PROVIDED TEXT: Begin

Review: ‘Shoshana’ is as convoluted as its geopolitics
2025 / Dir. Michael Winterbottom
☆ 2/5
General rule of thumb: if a movie starts with a minutes-long info dump of history and geopolitics, you’re in for a rough one. Such is the case with Shoshana from director Michael Winterbottom (The Trip, 24 Hour Party People), which begins by trying to get us up to speed on Britain’s early 20th-century colonization of Palestine, the increasing immigration of Jewish settlers, the subsequent Jewish-Arab tensions, and the rise of violent Jewish settler militant groups in about seven minutes.
The rest of the film is about as coherent as its intro. We start in Tel Aviv in 1938 and spend the rest of the film bouncing tonally all over the place between a variety of indistinguishable Zionist terrorist groups bombing markets full of innocent Palestinians, then over to British policemen having tea before torturing said Zionists, and Israeli journalists having drinks by the sea, then onto an awkward sex scene. Is Shoshana a BBC-esque period piece? A gripping spy thriller? A star-crossed Romeo & Juliet story? A condemnation of violent revolution? Who knows? The movie certainly doesn’t.
The lynchpin of this film seems intended to be the taboo romantic relationship between British policeman Tom Wilkin (Douglas Booth) and Shoshana Borochov (Irina Starshenbaum), the daughter of a notable socialist Zionist, that gets increasingly precarious as Tom becomes a target of multiple Zionist factions in the lead-up to World War II. Though these are heavily fictionalized versions of real people, the film gives us no reason these two are together, apart from the fact that they need to be for the narrative. Both performances are quite stiff, and Booth and Starshenbaum have no chemistry together. A stronger pairing may have given this film at least an anchor amidst its convoluted pacing.

PROVIDED TEXT: End
GIVEN ENTRIES: Begin

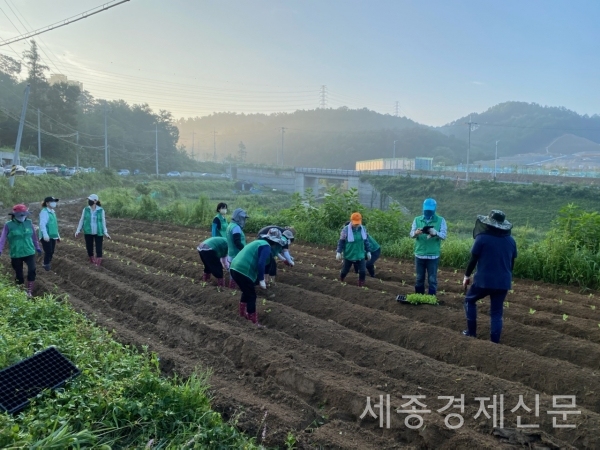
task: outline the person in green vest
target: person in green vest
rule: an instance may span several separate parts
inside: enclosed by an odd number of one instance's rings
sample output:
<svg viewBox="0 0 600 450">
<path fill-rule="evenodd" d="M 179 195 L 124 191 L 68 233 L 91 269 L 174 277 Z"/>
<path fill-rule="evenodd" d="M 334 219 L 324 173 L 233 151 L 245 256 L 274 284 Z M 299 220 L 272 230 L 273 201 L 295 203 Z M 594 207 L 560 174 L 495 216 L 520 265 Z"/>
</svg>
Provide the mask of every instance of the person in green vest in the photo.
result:
<svg viewBox="0 0 600 450">
<path fill-rule="evenodd" d="M 81 219 L 79 219 L 79 225 L 77 225 L 77 231 L 75 231 L 75 237 L 79 236 L 81 230 L 83 230 L 85 248 L 88 252 L 90 263 L 100 267 L 102 264 L 102 243 L 104 241 L 104 236 L 108 239 L 111 239 L 111 237 L 106 229 L 106 215 L 104 214 L 104 209 L 96 194 L 92 194 L 88 197 L 88 206 L 83 208 Z M 94 244 L 96 244 L 95 258 Z"/>
<path fill-rule="evenodd" d="M 42 210 L 40 211 L 40 228 L 38 237 L 42 241 L 44 249 L 44 270 L 50 270 L 52 256 L 54 256 L 54 248 L 56 243 L 60 242 L 60 234 L 58 233 L 58 221 L 56 220 L 56 203 L 57 198 L 46 197 L 42 202 Z"/>
<path fill-rule="evenodd" d="M 437 269 L 440 261 L 442 240 L 446 239 L 448 226 L 443 217 L 436 214 L 437 202 L 427 198 L 423 202 L 423 215 L 415 217 L 410 229 L 410 237 L 415 239 L 415 269 L 417 279 L 415 293 L 425 293 L 425 273 L 427 272 L 430 295 L 437 292 Z"/>
<path fill-rule="evenodd" d="M 6 222 L 0 236 L 0 255 L 8 240 L 10 245 L 10 262 L 15 271 L 17 284 L 24 284 L 23 263 L 27 265 L 27 296 L 33 295 L 35 284 L 35 253 L 42 254 L 40 243 L 35 233 L 33 222 L 28 218 L 31 213 L 23 204 L 13 206 L 9 213 L 11 220 Z"/>
<path fill-rule="evenodd" d="M 227 237 L 227 219 L 225 218 L 225 214 L 227 214 L 227 203 L 221 202 L 217 205 L 217 215 L 213 219 L 212 237 Z"/>
<path fill-rule="evenodd" d="M 259 327 L 254 286 L 258 284 L 261 289 L 267 288 L 265 268 L 286 244 L 281 231 L 271 228 L 267 234 L 246 245 L 231 261 L 231 277 L 242 291 L 239 314 Z"/>
<path fill-rule="evenodd" d="M 227 262 L 231 263 L 233 258 L 246 246 L 246 235 L 244 234 L 244 227 L 246 226 L 246 220 L 248 214 L 242 208 L 237 208 L 231 215 L 231 222 L 227 225 Z M 235 280 L 233 277 L 229 279 L 229 287 L 231 289 L 236 288 Z"/>
<path fill-rule="evenodd" d="M 204 264 L 202 281 L 210 281 L 211 274 L 217 279 L 217 286 L 224 287 L 223 268 L 227 267 L 224 260 L 227 258 L 227 239 L 211 237 L 198 246 L 200 260 Z"/>
<path fill-rule="evenodd" d="M 366 261 L 371 259 L 371 248 L 367 239 L 367 230 L 362 225 L 362 215 L 352 213 L 350 223 L 342 228 L 335 259 L 344 263 L 340 271 L 340 281 L 344 281 L 352 266 L 358 268 L 358 286 L 365 285 Z"/>
</svg>

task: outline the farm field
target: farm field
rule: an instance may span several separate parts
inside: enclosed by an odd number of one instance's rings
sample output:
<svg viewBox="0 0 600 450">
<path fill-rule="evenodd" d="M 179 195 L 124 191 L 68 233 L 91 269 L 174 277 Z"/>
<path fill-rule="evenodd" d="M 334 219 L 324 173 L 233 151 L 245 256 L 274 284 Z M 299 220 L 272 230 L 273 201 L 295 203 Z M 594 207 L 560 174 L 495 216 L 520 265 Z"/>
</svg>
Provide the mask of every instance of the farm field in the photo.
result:
<svg viewBox="0 0 600 450">
<path fill-rule="evenodd" d="M 515 280 L 505 305 L 502 344 L 488 341 L 489 303 L 479 312 L 479 339 L 465 338 L 462 271 L 441 269 L 440 306 L 395 301 L 410 293 L 412 261 L 382 259 L 367 288 L 357 276 L 337 281 L 334 249 L 294 244 L 294 268 L 280 266 L 276 283 L 259 290 L 258 329 L 237 316 L 239 292 L 201 283 L 196 251 L 202 230 L 108 219 L 103 266 L 87 261 L 74 226 L 82 204 L 58 209 L 63 241 L 51 272 L 38 271 L 37 294 L 68 294 L 75 307 L 114 329 L 124 343 L 147 345 L 165 373 L 210 367 L 213 406 L 265 445 L 283 447 L 288 432 L 298 448 L 600 448 L 599 295 Z M 383 396 L 386 416 L 360 418 Z M 411 429 L 397 409 L 420 395 L 423 425 Z M 464 395 L 464 412 L 442 396 Z M 478 415 L 480 401 L 502 395 L 504 430 Z M 575 396 L 560 409 L 553 396 Z M 531 412 L 511 412 L 523 396 Z M 535 402 L 539 399 L 536 417 Z M 563 404 L 565 399 L 559 399 Z M 579 411 L 562 415 L 548 411 Z M 448 414 L 464 420 L 456 430 Z M 475 418 L 475 416 L 477 416 Z M 524 424 L 539 428 L 517 428 Z M 458 423 L 453 416 L 450 426 Z M 576 428 L 553 425 L 574 424 Z M 408 425 L 417 421 L 410 419 Z M 265 427 L 266 425 L 266 427 Z M 266 430 L 266 431 L 265 431 Z M 264 441 L 262 435 L 264 433 Z"/>
</svg>

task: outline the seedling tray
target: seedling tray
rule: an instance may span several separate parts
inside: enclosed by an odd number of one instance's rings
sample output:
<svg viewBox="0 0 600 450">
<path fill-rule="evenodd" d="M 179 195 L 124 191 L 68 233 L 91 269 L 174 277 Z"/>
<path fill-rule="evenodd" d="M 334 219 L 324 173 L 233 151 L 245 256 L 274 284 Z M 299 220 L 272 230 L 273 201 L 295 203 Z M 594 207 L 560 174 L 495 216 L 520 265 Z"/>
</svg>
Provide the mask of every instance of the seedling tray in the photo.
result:
<svg viewBox="0 0 600 450">
<path fill-rule="evenodd" d="M 55 347 L 0 370 L 0 411 L 14 414 L 44 389 L 57 389 L 81 372 Z"/>
</svg>

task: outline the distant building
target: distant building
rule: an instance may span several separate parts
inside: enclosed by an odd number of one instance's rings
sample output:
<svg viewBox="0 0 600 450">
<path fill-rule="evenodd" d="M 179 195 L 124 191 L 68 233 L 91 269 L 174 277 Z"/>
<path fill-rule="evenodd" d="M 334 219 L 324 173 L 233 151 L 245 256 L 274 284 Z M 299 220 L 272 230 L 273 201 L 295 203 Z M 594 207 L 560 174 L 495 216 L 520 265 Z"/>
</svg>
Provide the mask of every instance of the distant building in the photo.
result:
<svg viewBox="0 0 600 450">
<path fill-rule="evenodd" d="M 67 83 L 69 86 L 77 86 L 79 90 L 83 92 L 83 83 L 75 80 L 69 80 L 66 75 L 62 75 L 60 73 L 51 74 L 48 83 L 50 86 L 58 83 Z"/>
<path fill-rule="evenodd" d="M 356 170 L 415 170 L 415 160 L 409 158 L 382 158 L 356 161 Z"/>
</svg>

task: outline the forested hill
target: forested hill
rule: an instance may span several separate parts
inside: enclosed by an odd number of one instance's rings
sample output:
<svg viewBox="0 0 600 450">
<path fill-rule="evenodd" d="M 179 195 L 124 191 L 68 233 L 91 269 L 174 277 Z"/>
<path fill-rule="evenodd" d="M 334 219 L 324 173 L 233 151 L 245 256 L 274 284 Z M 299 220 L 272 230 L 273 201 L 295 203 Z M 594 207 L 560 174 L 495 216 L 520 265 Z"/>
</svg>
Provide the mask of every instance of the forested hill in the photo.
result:
<svg viewBox="0 0 600 450">
<path fill-rule="evenodd" d="M 482 113 L 461 117 L 437 130 L 448 136 L 467 140 L 469 118 L 477 125 L 471 133 L 473 161 L 493 159 L 495 143 L 501 142 L 502 155 L 520 153 L 574 153 L 580 145 L 553 147 L 561 136 L 574 135 L 588 139 L 588 148 L 600 143 L 600 115 L 579 115 L 562 107 L 541 106 L 536 103 L 505 102 Z M 571 138 L 572 139 L 572 138 Z M 600 147 L 596 149 L 600 151 Z"/>
<path fill-rule="evenodd" d="M 353 169 L 357 160 L 391 158 L 394 141 L 398 157 L 438 155 L 453 162 L 466 145 L 405 117 L 368 109 L 271 115 L 215 113 L 181 119 L 177 126 L 180 144 L 188 152 L 193 147 L 197 157 L 210 158 L 216 149 L 218 159 L 272 164 L 281 158 L 284 127 L 283 162 L 289 166 Z"/>
</svg>

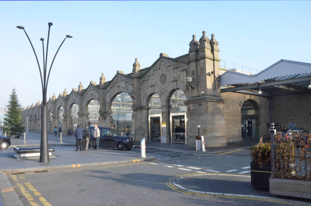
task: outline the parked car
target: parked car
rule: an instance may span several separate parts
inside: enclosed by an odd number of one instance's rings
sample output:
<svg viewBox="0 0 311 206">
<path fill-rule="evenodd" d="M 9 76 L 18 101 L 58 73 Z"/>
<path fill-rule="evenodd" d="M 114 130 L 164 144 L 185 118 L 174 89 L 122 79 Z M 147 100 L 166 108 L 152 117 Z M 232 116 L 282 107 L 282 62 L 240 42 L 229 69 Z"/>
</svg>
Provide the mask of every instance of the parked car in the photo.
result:
<svg viewBox="0 0 311 206">
<path fill-rule="evenodd" d="M 11 145 L 10 138 L 0 136 L 0 149 L 6 149 Z"/>
<path fill-rule="evenodd" d="M 118 150 L 123 151 L 125 148 L 131 149 L 135 147 L 135 142 L 132 138 L 126 136 L 122 136 L 117 130 L 110 127 L 99 127 L 100 132 L 99 147 L 117 148 Z M 94 127 L 89 127 L 90 131 L 90 147 L 96 147 L 96 141 L 93 138 Z"/>
<path fill-rule="evenodd" d="M 311 132 L 307 131 L 302 128 L 287 128 L 287 129 L 282 129 L 280 130 L 282 133 L 282 138 L 285 139 L 289 138 L 295 141 L 296 146 L 297 147 L 300 146 L 301 143 L 304 141 L 305 142 L 304 145 L 306 147 L 309 147 L 310 145 L 307 145 L 308 143 L 306 139 L 306 135 L 309 134 Z M 301 133 L 301 134 L 299 135 L 295 135 L 297 133 Z M 305 134 L 304 135 L 304 134 Z M 295 138 L 295 139 L 294 138 Z"/>
</svg>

GIVEN ENTRIES: End

EXERCISE AIM
Carry on the review of the film Shoshana, picking up right after its last sentence. You can leave the entries aside; they aren't needed here.

YOUR RESPONSE
While this was filmed and initially released before October 7, 2023, the decision to omit any significant Palestinian character—despite making time for a couple dozen poorly defined Zionist militants—still seems unfathomable, even in that context. Shoshana tries to keep the focus on the tension between the increasingly agitated Jewish groups and the British government over who controls the fate of the territory, as if there wasn’t a whole other group of people there as well. Unfortunately, the Palestinian people’s erasure from this film seems appropriate, as it’s being released in the United States after nearly two years of unimaginable suffering, and Western media are only barely waking up to the widespread famine that continues to be inflicted upon Gaza.
Any viewers who might stumble upon Shoshana hoping to better understand what’s happening in Gaza today, or even the genesis of the current state of Israel, are not going to find any answers here. Ultimately, Shoshana is too overstuffed, overcomplicated, and awkward to provide any answers to a period of time society would benefit from understanding.
Watch if: while you’re visiting your grandparents, your grandmother is watching a BBC period film with Helen Mirren and in the other room your grandpa fell asleep watching Saw, and you walk back and forth for the next two hours and don’t have a good time.